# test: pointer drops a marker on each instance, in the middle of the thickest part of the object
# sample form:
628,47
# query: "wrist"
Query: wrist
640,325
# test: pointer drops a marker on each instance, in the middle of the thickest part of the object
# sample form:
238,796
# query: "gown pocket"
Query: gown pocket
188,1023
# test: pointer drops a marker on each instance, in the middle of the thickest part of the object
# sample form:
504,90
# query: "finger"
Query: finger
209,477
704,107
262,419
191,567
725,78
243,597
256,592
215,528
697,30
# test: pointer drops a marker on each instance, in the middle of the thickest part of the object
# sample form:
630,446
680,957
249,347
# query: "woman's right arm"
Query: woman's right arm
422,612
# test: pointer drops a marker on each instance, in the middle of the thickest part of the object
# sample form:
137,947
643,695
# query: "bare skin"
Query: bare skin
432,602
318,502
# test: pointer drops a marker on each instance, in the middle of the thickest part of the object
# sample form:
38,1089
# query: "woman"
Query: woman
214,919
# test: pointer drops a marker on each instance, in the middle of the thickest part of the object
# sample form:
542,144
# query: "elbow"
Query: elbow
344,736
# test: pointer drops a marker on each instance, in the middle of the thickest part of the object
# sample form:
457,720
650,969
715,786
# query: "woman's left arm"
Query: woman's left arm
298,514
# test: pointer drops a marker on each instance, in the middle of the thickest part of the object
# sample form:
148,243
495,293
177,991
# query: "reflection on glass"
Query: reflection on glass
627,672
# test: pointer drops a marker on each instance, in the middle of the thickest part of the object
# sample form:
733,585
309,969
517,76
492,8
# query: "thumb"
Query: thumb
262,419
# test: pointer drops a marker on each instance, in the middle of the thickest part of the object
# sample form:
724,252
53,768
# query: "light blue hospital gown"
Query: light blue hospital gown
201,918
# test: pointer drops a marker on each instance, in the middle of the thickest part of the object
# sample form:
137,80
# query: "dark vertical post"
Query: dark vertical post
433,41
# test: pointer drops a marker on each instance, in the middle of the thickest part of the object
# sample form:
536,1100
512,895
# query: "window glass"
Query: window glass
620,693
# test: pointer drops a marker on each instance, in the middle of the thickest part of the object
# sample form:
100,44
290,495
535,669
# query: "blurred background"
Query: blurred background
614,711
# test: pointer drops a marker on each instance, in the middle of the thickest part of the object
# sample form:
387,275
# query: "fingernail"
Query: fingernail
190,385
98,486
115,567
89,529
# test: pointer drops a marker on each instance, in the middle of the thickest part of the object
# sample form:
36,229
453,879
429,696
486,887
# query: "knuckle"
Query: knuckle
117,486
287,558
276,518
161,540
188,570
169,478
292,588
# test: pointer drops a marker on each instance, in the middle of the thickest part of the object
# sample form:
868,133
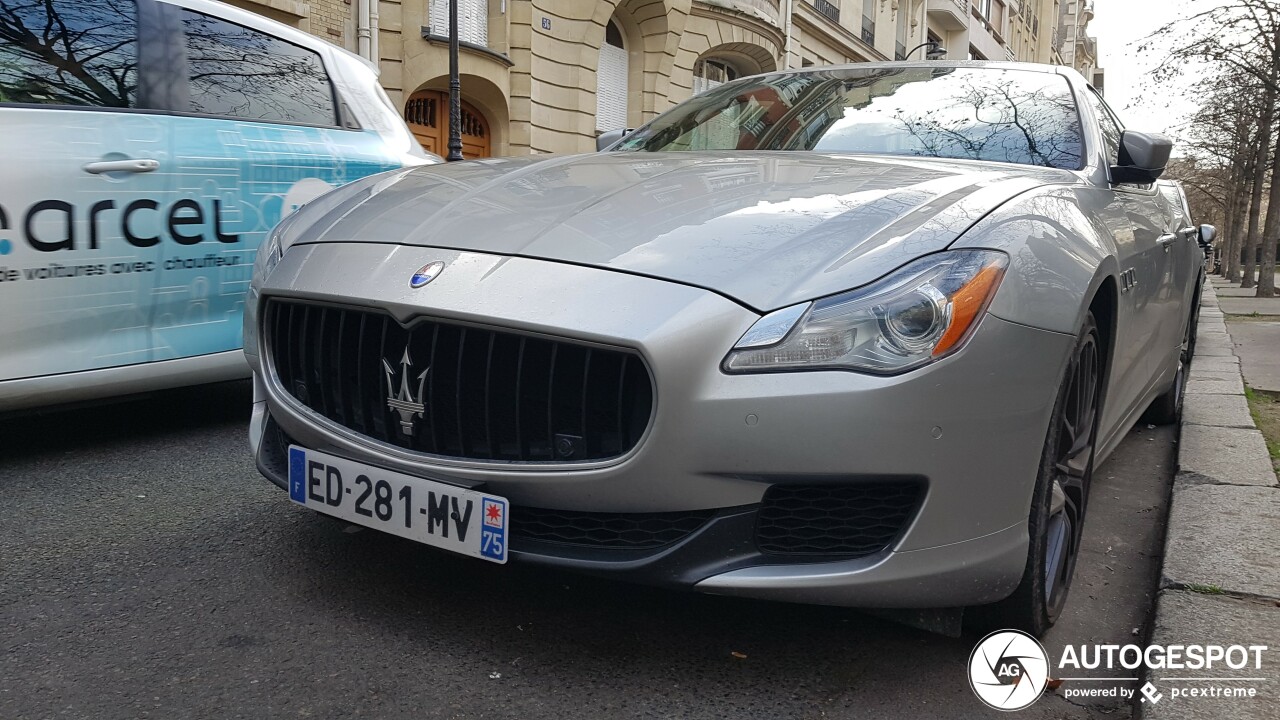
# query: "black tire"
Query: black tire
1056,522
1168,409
--- --- ---
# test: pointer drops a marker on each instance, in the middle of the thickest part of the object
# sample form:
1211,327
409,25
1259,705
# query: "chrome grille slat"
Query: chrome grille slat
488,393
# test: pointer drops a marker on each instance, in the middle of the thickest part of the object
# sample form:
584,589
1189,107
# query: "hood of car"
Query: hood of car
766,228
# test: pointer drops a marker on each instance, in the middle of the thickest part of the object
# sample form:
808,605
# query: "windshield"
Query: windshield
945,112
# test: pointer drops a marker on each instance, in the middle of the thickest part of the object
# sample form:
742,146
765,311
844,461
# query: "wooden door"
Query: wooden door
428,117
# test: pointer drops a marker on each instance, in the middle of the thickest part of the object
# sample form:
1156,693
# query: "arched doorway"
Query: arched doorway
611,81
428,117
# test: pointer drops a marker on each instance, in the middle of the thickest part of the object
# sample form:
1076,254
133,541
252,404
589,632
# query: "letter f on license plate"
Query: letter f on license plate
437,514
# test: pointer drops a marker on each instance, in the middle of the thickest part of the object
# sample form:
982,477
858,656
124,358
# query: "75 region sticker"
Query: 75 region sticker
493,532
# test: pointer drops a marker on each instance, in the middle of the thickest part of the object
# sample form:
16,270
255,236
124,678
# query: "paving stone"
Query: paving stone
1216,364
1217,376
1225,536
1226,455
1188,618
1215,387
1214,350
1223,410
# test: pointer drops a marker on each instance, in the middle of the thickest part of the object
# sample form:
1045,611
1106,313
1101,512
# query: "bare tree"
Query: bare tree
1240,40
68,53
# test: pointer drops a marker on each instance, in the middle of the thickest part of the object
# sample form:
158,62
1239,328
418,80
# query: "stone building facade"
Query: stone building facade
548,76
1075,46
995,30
--- --- ---
Please pull out every line of the items above that contains the string "vertical", matching case exactly.

▶ _EXPECTED OUTPUT_:
# query: "dark vertical post"
Query: dark vertical post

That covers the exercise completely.